● **PROBLEM TO SOLVE**: The job is to find each line in the entries holding the string "foliage" and copy that line.

EXTRACTED ENTRIES: Begin

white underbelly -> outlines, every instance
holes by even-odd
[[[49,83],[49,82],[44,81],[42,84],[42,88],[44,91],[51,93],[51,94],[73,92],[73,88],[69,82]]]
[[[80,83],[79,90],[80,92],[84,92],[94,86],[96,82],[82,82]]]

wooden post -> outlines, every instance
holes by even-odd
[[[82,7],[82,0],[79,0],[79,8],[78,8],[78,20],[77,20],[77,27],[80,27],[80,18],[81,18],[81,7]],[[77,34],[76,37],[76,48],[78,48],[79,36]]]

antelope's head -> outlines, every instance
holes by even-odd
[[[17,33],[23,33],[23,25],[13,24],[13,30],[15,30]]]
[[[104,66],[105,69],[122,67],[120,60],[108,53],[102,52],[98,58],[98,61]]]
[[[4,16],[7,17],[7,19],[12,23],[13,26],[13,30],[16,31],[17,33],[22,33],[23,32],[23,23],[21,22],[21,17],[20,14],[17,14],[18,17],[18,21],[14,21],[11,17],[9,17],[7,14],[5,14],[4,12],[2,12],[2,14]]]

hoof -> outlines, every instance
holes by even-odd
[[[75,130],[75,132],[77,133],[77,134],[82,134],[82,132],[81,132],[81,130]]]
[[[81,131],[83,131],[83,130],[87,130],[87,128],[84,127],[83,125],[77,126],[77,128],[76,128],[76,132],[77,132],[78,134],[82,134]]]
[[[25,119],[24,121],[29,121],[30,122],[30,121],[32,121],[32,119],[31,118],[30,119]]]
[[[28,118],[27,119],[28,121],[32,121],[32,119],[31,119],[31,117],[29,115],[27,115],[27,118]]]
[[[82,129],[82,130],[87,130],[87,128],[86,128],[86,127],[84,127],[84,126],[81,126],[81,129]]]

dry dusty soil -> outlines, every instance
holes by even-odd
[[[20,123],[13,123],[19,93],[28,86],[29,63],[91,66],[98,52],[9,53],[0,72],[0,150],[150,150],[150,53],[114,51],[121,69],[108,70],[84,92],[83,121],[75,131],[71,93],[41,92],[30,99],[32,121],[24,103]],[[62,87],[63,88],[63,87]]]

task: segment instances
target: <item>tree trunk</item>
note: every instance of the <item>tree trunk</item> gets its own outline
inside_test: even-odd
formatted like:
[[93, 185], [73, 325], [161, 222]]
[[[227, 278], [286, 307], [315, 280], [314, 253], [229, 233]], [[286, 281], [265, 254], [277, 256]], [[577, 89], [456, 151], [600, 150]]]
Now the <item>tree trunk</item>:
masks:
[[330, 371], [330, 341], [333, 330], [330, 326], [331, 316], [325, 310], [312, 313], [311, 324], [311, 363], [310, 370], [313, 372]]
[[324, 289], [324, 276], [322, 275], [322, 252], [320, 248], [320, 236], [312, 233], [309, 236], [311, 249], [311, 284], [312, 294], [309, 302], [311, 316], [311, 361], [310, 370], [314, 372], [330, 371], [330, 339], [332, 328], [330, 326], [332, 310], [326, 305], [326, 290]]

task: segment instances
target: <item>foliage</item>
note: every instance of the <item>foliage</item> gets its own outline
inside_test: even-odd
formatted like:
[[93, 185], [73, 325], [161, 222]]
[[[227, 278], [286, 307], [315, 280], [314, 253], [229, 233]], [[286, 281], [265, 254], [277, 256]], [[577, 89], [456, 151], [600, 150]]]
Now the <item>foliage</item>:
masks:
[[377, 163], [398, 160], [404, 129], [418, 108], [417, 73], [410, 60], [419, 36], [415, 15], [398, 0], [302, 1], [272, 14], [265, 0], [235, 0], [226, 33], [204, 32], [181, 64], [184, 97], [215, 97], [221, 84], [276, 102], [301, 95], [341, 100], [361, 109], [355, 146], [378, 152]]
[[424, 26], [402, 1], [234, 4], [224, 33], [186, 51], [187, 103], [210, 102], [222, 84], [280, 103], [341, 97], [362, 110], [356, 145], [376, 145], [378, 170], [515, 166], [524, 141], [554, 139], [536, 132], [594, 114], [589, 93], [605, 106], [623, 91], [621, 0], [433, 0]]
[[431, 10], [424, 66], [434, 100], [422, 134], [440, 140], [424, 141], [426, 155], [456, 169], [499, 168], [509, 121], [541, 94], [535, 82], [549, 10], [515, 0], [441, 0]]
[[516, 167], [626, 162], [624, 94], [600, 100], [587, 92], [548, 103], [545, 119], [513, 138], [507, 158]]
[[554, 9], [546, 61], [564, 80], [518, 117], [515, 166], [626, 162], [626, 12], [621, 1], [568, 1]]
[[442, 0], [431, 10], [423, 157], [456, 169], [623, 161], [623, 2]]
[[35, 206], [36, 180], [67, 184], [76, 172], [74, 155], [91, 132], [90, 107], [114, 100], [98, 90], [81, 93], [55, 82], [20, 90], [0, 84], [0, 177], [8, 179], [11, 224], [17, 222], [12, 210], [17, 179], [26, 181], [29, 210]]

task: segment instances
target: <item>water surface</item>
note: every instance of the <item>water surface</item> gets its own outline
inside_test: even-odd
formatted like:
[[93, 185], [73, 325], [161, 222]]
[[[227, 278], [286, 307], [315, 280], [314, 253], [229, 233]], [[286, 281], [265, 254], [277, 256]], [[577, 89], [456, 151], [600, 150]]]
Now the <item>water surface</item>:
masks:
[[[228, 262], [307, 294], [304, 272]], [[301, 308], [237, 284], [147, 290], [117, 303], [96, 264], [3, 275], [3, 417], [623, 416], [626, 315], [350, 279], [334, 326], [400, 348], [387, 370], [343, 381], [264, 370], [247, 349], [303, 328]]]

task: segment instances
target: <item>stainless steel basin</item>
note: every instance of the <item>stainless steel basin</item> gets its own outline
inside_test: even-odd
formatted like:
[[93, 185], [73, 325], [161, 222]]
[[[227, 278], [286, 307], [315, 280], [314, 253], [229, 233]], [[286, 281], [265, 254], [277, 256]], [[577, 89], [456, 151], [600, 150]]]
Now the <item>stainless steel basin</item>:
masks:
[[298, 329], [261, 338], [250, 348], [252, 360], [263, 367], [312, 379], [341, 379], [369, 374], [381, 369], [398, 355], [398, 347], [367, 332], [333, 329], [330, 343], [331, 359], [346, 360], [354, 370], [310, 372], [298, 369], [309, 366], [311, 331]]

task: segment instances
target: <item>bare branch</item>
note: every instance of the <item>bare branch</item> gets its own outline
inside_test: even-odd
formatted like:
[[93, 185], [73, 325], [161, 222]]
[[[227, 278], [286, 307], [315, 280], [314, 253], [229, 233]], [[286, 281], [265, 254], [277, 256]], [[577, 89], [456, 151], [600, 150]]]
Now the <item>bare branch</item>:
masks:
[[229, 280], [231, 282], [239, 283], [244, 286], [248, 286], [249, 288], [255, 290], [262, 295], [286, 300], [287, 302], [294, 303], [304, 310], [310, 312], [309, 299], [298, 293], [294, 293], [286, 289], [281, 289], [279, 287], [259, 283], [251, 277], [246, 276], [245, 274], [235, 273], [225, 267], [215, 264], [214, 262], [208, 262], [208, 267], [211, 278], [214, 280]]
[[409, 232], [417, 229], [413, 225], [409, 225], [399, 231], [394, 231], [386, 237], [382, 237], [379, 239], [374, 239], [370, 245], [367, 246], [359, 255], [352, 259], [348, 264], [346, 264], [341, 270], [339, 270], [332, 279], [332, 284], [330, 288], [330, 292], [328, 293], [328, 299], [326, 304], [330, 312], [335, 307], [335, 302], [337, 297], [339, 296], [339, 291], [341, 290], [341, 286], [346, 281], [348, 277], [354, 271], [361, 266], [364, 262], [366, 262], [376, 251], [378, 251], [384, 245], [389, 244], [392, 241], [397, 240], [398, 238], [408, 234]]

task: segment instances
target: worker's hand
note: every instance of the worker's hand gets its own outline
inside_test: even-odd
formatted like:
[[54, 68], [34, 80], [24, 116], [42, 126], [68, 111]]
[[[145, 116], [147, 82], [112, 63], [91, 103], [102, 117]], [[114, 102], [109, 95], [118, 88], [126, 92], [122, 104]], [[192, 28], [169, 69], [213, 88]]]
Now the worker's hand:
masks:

EXTRACTED ENTRIES: End

● **PROBLEM SOLUTION**:
target: <item>foliage</item>
note: every instance of the <item>foliage</item> gets its own outline
Now the <item>foliage</item>:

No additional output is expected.